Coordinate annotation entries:
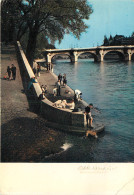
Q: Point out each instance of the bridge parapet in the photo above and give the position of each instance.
(97, 52)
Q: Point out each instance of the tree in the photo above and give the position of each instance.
(54, 18)
(105, 42)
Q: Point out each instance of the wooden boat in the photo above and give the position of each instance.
(83, 131)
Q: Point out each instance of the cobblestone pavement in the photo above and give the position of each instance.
(24, 137)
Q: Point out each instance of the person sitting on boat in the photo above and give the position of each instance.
(77, 95)
(94, 108)
(89, 118)
(70, 105)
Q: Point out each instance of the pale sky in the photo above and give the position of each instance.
(109, 17)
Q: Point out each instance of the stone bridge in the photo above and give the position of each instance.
(98, 53)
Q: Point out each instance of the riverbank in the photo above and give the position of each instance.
(24, 136)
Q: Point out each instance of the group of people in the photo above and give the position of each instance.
(36, 69)
(62, 79)
(11, 71)
(64, 104)
(49, 66)
(57, 90)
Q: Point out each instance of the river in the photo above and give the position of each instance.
(109, 86)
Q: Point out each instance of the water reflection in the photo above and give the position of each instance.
(109, 85)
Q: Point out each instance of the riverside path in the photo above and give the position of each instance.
(24, 136)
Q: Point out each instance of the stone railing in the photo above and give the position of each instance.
(51, 113)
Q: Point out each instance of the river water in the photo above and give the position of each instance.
(109, 86)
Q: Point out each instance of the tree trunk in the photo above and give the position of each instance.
(30, 51)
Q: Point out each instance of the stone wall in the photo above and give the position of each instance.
(62, 116)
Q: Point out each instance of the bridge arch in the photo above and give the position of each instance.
(118, 52)
(88, 52)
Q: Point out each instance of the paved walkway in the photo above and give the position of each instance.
(24, 137)
(50, 79)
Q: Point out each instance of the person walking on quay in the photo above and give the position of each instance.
(13, 70)
(64, 79)
(89, 118)
(60, 78)
(9, 72)
(58, 88)
(38, 70)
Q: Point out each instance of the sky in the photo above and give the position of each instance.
(109, 17)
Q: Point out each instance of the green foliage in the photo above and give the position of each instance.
(53, 18)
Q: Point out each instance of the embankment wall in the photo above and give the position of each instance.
(53, 114)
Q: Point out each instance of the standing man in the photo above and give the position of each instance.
(13, 70)
(89, 118)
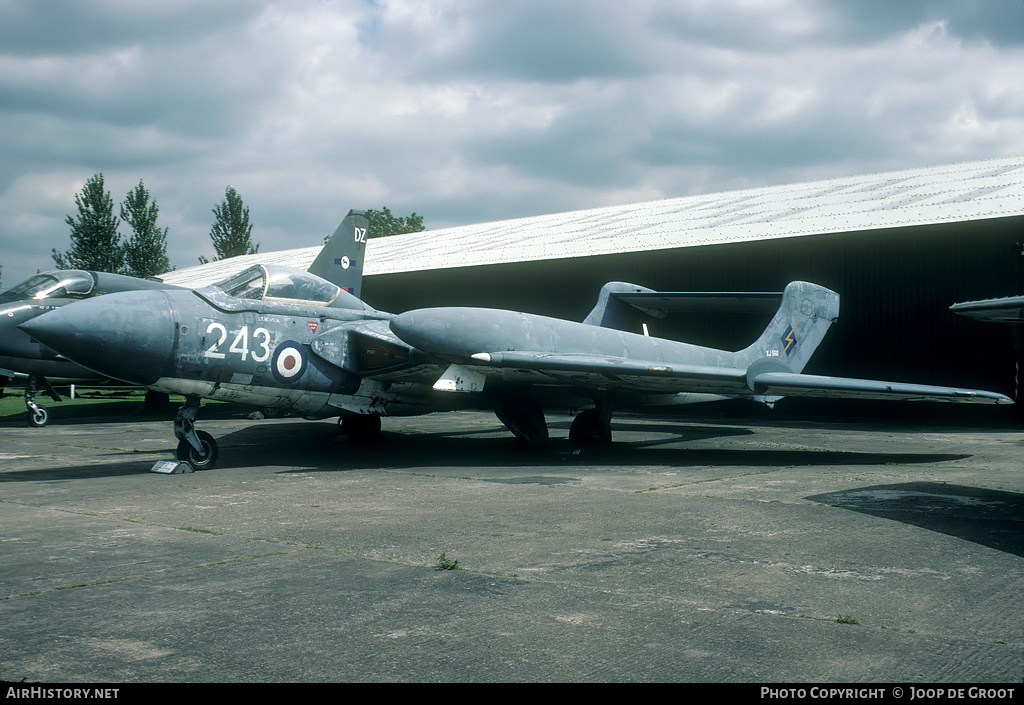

# Given request
Pick out each line above that contains the word "person", and copy those lines.

# Full solution
Q: Point out each instance of the person sitting on boat in the photo above and give the position of each instance.
Q: Point out each instance of the person walking on quay in the photo above and give the position of each instance.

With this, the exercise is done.